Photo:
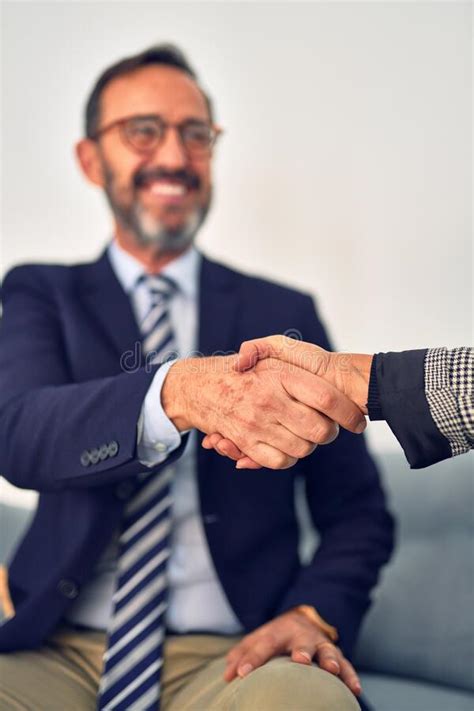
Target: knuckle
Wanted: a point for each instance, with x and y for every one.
(327, 399)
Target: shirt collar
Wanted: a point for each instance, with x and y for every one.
(184, 270)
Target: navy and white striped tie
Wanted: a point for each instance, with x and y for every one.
(132, 663)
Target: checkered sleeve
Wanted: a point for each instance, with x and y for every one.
(449, 388)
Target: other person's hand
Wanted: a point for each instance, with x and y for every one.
(347, 373)
(275, 413)
(294, 634)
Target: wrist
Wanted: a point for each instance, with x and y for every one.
(174, 394)
(313, 616)
(359, 380)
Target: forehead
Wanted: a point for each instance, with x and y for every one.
(153, 90)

### REQUIRED WORK:
Your answer must be an exact copy of the listing, minus its pictures.

### REPLY:
Photo:
Target: knuckle
Wanted: a point for each instance, with x and y for every one.
(327, 399)
Target: shirt collar
Wanted: a point for each instance, with x and y for every one.
(184, 270)
Target: navy and white striped tie
Wanted: a point for each instance, with x and y for every one.
(132, 663)
Target: checkered sleeve
Wanted: a point for each instance, with x and y for every one.
(449, 388)
Target: other person's hand
Wanted: a point for each instance, with x and y for every one.
(347, 373)
(275, 413)
(294, 634)
Target: wrist
Wanted: a point for each instance, with x and y for every one.
(174, 394)
(313, 616)
(359, 380)
Target: forehead
Wanted: a point for each instance, with x and y for every one.
(153, 90)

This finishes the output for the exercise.